**ACTION ITEM:** From the entries below, write out exactly the lines between the line holding "[indicate] one point per instance, sample <point>39,575</point>." and the line holding "Target: tree trunk", inclusive, excluding any pictures.
+++ SUPPLIED DATA
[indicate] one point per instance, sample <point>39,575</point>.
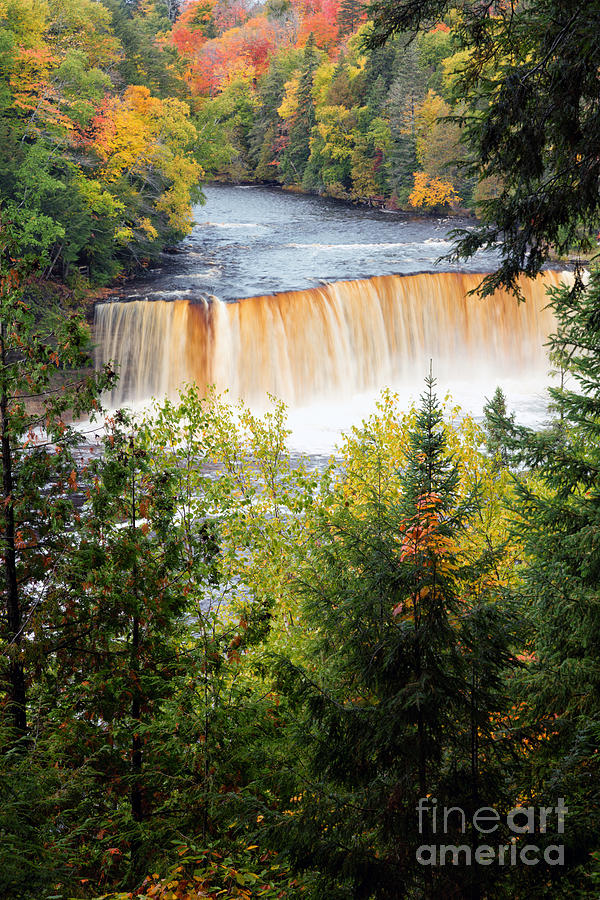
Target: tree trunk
++++++
+++ SUPPLIED DATA
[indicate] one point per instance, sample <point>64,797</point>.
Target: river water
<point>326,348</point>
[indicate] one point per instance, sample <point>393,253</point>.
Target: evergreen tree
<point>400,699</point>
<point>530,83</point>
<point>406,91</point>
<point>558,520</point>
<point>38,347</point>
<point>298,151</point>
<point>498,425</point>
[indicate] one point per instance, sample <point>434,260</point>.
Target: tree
++++++
+++ SUPPLIED DATA
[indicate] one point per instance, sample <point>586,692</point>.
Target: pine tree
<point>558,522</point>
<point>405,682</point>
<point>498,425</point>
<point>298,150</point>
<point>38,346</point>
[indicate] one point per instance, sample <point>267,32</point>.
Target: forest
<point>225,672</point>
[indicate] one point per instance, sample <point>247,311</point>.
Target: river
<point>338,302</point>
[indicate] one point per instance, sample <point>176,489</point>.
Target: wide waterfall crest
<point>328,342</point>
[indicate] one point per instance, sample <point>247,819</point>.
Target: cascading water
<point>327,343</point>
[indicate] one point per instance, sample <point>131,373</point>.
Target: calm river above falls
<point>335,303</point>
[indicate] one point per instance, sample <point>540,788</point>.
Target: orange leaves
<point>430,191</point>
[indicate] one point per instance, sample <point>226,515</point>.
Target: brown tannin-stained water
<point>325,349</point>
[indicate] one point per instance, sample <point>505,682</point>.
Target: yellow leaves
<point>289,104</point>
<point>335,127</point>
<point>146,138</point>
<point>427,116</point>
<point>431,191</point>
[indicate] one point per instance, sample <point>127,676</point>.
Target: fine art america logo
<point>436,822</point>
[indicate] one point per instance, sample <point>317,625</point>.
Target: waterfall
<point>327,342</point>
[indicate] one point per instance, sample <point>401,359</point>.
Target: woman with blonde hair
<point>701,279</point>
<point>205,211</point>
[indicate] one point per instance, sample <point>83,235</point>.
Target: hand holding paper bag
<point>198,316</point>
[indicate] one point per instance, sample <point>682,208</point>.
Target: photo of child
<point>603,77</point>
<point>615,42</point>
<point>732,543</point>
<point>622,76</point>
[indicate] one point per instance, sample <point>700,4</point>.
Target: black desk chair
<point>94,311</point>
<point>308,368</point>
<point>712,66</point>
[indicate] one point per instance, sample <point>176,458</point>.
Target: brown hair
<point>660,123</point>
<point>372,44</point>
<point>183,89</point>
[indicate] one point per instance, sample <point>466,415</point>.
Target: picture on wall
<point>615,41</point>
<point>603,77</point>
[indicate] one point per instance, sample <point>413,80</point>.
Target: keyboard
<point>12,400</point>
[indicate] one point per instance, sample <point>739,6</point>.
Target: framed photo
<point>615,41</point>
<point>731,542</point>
++++++
**RESPONSE TO THE EXERCISE:**
[indicate] one point per instance, sample <point>39,575</point>.
Target: tree trunk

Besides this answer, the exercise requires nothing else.